*** Opening RECORDS TO USE ***
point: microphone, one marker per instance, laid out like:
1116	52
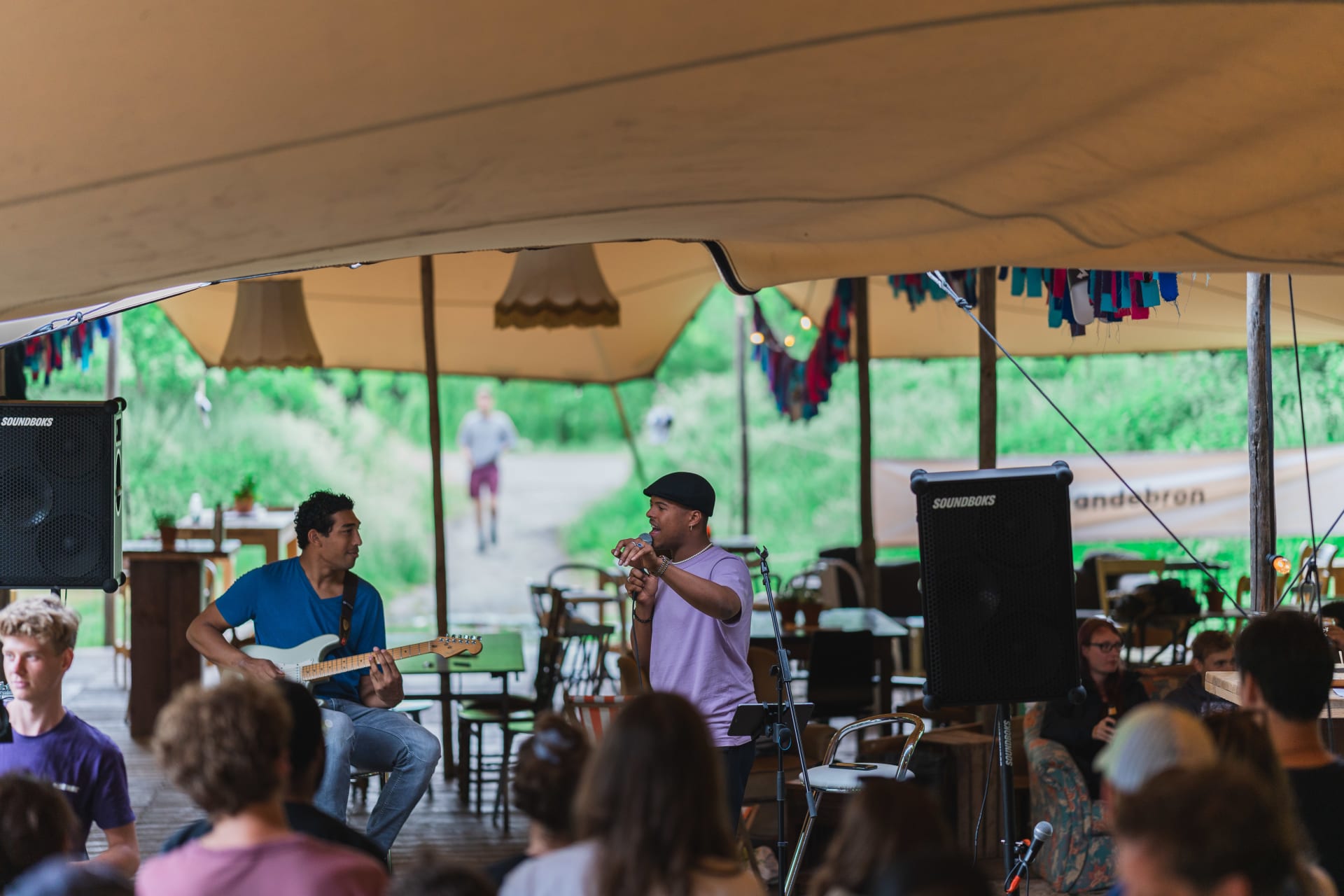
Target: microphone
1040	834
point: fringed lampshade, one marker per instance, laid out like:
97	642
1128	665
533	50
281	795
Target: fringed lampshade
556	288
270	327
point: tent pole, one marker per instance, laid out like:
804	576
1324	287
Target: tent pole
988	377
739	363
436	445
867	543
1260	428
629	434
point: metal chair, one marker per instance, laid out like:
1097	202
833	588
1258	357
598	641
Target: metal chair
830	778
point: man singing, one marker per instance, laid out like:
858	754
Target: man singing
692	617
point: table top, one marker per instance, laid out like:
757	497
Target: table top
202	547
255	519
835	620
502	653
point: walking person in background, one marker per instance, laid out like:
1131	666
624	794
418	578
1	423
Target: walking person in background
484	434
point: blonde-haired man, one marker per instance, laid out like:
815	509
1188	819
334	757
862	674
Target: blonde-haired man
38	643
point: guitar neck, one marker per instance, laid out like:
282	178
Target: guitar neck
360	662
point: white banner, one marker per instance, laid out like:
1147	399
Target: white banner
1198	495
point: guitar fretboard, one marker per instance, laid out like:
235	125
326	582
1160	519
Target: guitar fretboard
360	662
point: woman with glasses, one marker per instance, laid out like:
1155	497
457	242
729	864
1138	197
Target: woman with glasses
1110	692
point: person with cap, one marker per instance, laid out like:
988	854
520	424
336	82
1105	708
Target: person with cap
692	617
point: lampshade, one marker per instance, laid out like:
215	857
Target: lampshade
270	327
555	288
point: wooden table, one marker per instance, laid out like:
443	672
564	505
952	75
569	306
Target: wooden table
797	640
273	531
168	590
500	656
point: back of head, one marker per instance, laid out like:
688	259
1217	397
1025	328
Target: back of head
225	746
654	797
885	824
45	620
549	769
1203	827
1151	739
305	739
35	822
1292	663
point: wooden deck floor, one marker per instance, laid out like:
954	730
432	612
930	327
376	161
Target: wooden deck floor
440	822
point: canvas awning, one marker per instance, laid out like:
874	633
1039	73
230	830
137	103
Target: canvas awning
151	143
1209	316
1199	495
371	317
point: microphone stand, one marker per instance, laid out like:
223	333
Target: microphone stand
783	734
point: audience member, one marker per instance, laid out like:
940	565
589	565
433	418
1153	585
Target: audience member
543	786
38	637
1287	666
1210	652
307	760
650	814
36	830
1110	692
1206	832
885	824
226	748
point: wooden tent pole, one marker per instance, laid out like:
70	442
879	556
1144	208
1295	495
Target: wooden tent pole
1260	429
629	433
436	444
867	543
988	377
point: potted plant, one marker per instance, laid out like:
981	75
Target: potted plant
167	524
246	495
812	608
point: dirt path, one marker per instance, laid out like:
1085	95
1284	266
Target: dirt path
539	493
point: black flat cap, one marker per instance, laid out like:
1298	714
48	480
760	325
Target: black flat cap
689	489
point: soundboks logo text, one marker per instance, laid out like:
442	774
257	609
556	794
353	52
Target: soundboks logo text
972	500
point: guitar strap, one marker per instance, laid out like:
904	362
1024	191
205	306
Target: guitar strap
347	605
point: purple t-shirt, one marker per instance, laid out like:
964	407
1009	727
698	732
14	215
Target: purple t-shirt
298	865
704	659
84	763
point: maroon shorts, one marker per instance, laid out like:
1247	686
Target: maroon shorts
486	476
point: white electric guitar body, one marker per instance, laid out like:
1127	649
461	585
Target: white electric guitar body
308	664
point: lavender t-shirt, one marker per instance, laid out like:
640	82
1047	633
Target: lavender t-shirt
296	865
84	763
699	657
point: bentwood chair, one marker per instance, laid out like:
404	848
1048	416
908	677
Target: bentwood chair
832	777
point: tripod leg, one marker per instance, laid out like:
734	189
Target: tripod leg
796	860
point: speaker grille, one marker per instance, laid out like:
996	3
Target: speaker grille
997	586
59	510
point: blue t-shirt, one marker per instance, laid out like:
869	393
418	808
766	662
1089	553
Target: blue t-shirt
85	764
286	610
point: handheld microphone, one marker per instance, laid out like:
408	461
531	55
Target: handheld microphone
1040	834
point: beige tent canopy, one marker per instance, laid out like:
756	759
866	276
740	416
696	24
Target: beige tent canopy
1209	316
371	317
151	143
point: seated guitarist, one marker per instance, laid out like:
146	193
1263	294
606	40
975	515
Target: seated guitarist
298	599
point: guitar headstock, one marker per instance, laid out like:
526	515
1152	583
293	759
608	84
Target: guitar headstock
454	645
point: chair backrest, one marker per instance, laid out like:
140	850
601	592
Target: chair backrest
1108	567
593	713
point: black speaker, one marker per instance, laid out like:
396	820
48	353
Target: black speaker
61	495
997	580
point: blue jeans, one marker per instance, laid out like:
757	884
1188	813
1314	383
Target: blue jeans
375	741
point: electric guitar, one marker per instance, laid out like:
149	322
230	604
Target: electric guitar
307	665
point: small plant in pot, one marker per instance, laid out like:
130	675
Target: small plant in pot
246	495
167	526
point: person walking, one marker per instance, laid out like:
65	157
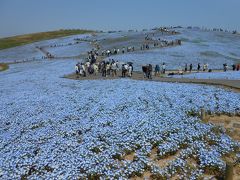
*** Closing RECORDS TO USE ***
**EXERCISE OBJECTIVE:** What you return must be the entries above, exactly as they appear, without any pictures.

**RESULT OF THIS TASK:**
point: microphone, one marker per instance, laid out like:
1116	52
Target: microphone
1040	834
point: fringed lampshade, one marker per instance, laid out like:
97	642
1128	665
533	50
281	795
Target: fringed lampshade
556	288
270	327
point: tent pole, one marker per instance, laid out like:
804	576
1324	287
Target: tent pole
988	377
739	363
436	445
867	543
1260	428
629	434
point: metal chair, one marker per instance, laid out like:
1097	202
833	588
1258	357
598	641
Target: metal chair
830	778
point: man singing, one marker per instance, laid out like:
858	754
Target: man singing
692	617
point: table top, one marker per instance, laid out like:
757	497
Target: table top
202	547
255	519
835	620
502	653
point: walking person in background, one marker per instance, laid out like:
1131	666
624	794
418	578
1	423
Target: walking person in background
484	434
point: blonde-haired man, one marker per instance, laid out like:
815	509
1188	819
334	757
862	674
Target: blonde-haired man
38	643
point: guitar neck, one marker per instance, laid out like:
282	178
Target: guitar neck
360	662
point: white banner, one marker per instance, laid out like:
1147	399
Target: white banner
1198	495
point: guitar fretboard, one marker per instance, laid out like:
235	125
326	582
1160	519
Target: guitar fretboard
360	662
point: woman with glasses, one marker per instance, laid out like:
1155	497
457	242
729	864
1138	197
Target: woman with glasses
1110	692
point: person with cap, one marker per instance, laid out like:
988	854
520	424
336	82
1105	708
Target: person with cap
692	617
point: lampshade, one marker per instance, laid out like:
215	857
Target: lampshade
270	327
555	288
point: wooden table, one marker per instance, laid out like:
443	672
564	505
952	75
569	306
Target: wooden table
797	640
273	531
168	590
500	656
point: back of head, one marker per instance, laid out like:
688	259
1217	397
1025	328
Target: back of head
225	746
654	797
885	824
45	620
549	769
1203	827
1151	739
305	739
35	822
1292	663
point: wooden deck floor, one marker per instance, laid out like:
954	730
432	612
930	327
376	161
Target: wooden deck floor
440	822
point: canvas awning, one marker per instance, laid out like:
874	633
1039	73
230	830
137	103
Target: canvas awning
151	143
1209	316
1199	495
371	317
point: microphone stand, one marker per instance, laid out like:
223	333
Target: microphone stand
783	734
point: audience member, one marker per instance, laid out like:
940	565
589	565
433	418
1153	585
Target: audience member
543	786
38	637
1287	666
1210	652
307	760
650	814
36	830
1110	692
1206	832
885	824
226	748
point: wooden tent pole, one marker per instance, laid out like:
70	442
879	556
1144	208
1295	495
Target: wooden tent pole
1260	429
629	433
436	444
867	543
988	377
point: potted plant, one marker per instance, laid out like:
981	75
Target: potted plant
167	524
246	495
812	608
point: dirt path, one marker per instance, laid out like:
1085	95
1284	266
Target: dirt path
539	493
point: black flat cap, one marker per instance, laid out like:
1298	714
48	480
760	325
Target: black flat cap
689	489
point: soundboks logo text, one marker per instance, laid out like:
442	774
257	609
556	794
353	52
Target: soundboks logo text
972	500
point: guitar strap, one marker per instance, laid out like:
904	362
1024	191
205	306
Target: guitar strap
347	605
point: purple t-shirt, one marker per instance, laid out like:
964	407
1009	727
698	732
14	215
Target: purple t-shirt
298	865
704	659
84	763
point: maroon shorts, one marker per instance, laid out like:
1247	686
Target: maroon shorts
486	476
point: white electric guitar body, one marker per instance, laid out like:
1127	649
461	585
Target: white electric guitar body
308	664
point: lavender t-shirt, one marker per instance, laid out like:
640	82
1047	633
Target: lavender t-shirt
296	865
84	763
699	657
point: bentwood chair, one marker per instance, laid out like:
404	848
1048	416
908	677
Target: bentwood chair
832	777
point: tripod leg, one marker per instance, laid out like:
734	189
Target: tripod leg
796	860
point: speaker grille, one marker per instance, laid out like:
996	3
Target: speaker grille
997	586
59	510
point: blue t-shirt, one marker per instance, laid out like:
869	393
418	808
766	662
1089	553
Target: blue t-shirt
85	764
286	610
point: handheld microphone, one marker per instance, laid out like:
408	461
531	55
Target: handheld microphone
1040	834
point: beige tent canopy, one marker per instance, laid out like:
756	759
866	276
740	416
696	24
Target: beige tent canopy
1209	316
371	317
151	143
point: seated guitarist, one marker per instance, laid out like:
146	193
1263	294
606	40
975	515
Target: seated guitarist
298	599
point: guitar headstock, one marker per instance, laid out like:
526	515
1152	583
293	759
608	84
Target: guitar headstock
454	645
point: chair backrest, one marker per instance, laid out like:
140	850
601	592
Target: chair backrest
1108	567
593	713
point: black speaker, one marker per instance, laid out like:
396	820
48	353
Target: black speaker
61	495
997	580
point: blue jeans, one marker per instance, laid out like:
757	884
1188	813
1314	383
Target: blue jeans
375	741
point: electric guitar, one marker per instance, laid out like:
149	322
230	604
Target: electric guitar
307	665
point: small plant in pot, one marker per instance, laid out like:
130	675
Target: small plant in pot
246	495
167	526
point: person walking, one marker per instance, laid out like:
65	157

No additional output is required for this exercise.